__DO THIS__. Could you rewrite every line of the records below as a Markdown table with the columns "Row" and "Line", numbering the rows, skipping blank lines, and leaving out the pictures?

....

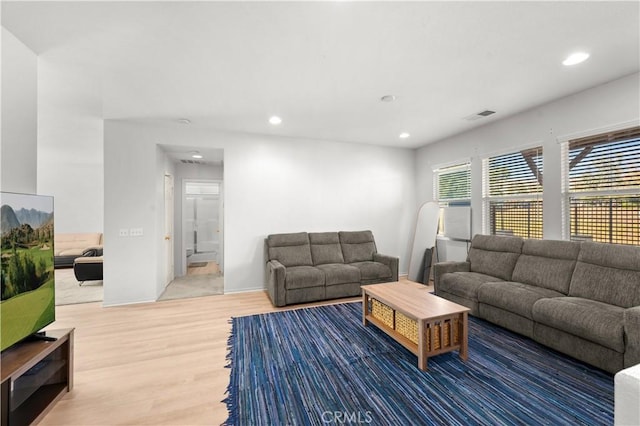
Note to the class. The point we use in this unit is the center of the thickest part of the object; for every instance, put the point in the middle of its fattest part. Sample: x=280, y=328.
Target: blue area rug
x=319, y=366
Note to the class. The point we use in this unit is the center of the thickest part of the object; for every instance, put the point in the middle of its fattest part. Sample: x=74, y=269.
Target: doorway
x=202, y=212
x=200, y=243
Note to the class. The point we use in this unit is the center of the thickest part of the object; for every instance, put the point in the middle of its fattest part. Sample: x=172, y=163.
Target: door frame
x=183, y=240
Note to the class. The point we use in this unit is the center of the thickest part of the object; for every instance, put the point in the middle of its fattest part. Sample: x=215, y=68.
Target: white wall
x=272, y=185
x=185, y=172
x=18, y=153
x=70, y=148
x=592, y=110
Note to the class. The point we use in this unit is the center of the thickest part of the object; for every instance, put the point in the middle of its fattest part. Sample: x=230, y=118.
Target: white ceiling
x=323, y=66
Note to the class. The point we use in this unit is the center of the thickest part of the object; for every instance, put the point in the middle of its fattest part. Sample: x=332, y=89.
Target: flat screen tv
x=27, y=302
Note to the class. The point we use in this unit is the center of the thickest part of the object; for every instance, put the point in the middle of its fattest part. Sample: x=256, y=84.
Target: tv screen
x=27, y=302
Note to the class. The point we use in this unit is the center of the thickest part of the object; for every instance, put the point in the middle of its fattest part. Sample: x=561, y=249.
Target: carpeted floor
x=68, y=290
x=193, y=286
x=321, y=365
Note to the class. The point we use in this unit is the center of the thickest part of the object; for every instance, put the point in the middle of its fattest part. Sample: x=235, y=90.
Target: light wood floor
x=155, y=363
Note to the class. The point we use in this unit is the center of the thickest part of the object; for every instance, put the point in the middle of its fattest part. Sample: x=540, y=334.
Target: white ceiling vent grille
x=479, y=115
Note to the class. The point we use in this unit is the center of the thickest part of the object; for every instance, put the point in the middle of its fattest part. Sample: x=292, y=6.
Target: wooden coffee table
x=425, y=324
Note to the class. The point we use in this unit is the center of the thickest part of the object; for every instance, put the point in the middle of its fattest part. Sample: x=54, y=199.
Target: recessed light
x=575, y=58
x=275, y=120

....

__REPLY TO THE TASK__.
| Row | Line |
|---|---|
| 1 | Note to the class. The point we use in this unit is the center of the thickest part of the object; for every instance, put the point in the middle of its fattest part. Sample: x=280, y=328. |
| 2 | Target: blue area rug |
| 3 | x=319, y=366 |
| 4 | Note to the class. The point we use in this unit is the center of the thickest part of the object; for every instance, put the point in the middle of its fattest part. Sample: x=74, y=269. |
| 5 | Target: doorway |
| 6 | x=202, y=212 |
| 7 | x=200, y=243 |
| 8 | Note to the class. The point we use in this unit is the center of the thickest part of the object; for every instance, put the point in the middle of its fattest part. Sample: x=172, y=163. |
| 9 | Target: door frame |
| 10 | x=183, y=240 |
| 11 | Note to the class. The point we use in this unit is the center of the thickest part of the object; for every instance, put the point in the middle of its fattest part. Sample: x=215, y=68. |
| 12 | Target: white wall |
| 13 | x=272, y=185 |
| 14 | x=185, y=172 |
| 15 | x=18, y=153 |
| 16 | x=70, y=148 |
| 17 | x=592, y=110 |
| 18 | Note to the class. The point we use in this unit is the center of the thickest part of the object; for every instance, put the point in the middle of its fattest part. Sample: x=230, y=118. |
| 19 | Target: white ceiling |
| 20 | x=323, y=66 |
| 21 | Note to the class. The point we use in this unit is the center of the thickest part of the object; for every instance, put the point in the middle of its fattest part. Sample: x=332, y=89. |
| 22 | Target: flat screen tv |
| 23 | x=27, y=302 |
| 24 | Note to the class. The point we use in this unit is the center of the thickest part of the object; for every instance, put the point in the middle of its fattest part. Sample: x=256, y=84. |
| 25 | Target: tv screen |
| 26 | x=27, y=302 |
| 27 | Note to the class. The point we use in this unit is the center of the thickest part of the object; for every instance, put the point in the middle of its fattest part. Sample: x=561, y=249. |
| 28 | Target: carpeted floor |
| 29 | x=68, y=290 |
| 30 | x=193, y=286 |
| 31 | x=321, y=365 |
| 32 | Note to the class. The point we use in this unit is the center of the thickest part of the object; for every instance, put the point in the middle of its fattest part. Sample: x=235, y=90. |
| 33 | Target: light wood floor |
| 34 | x=155, y=363 |
| 35 | Note to the class. The point we use in this unit is the center of the thickest part of the object; for every instance, put the point in the middle of its fattest part. Sample: x=540, y=334. |
| 36 | Target: white ceiling vent grille |
| 37 | x=479, y=115 |
| 38 | Note to the class. The point we use in this unit is the center of the thickest part of the object; for every instance, put the point in the middle of its fattest part. Sample: x=292, y=6. |
| 39 | Target: wooden coffee table |
| 40 | x=425, y=324 |
| 41 | Note to the class. The point we use in this unit is the center of the thickest part of the object; for every instance, put the point in the middle of its fattest part. Sample: x=54, y=199. |
| 42 | Target: recessed light |
| 43 | x=575, y=58 |
| 44 | x=275, y=120 |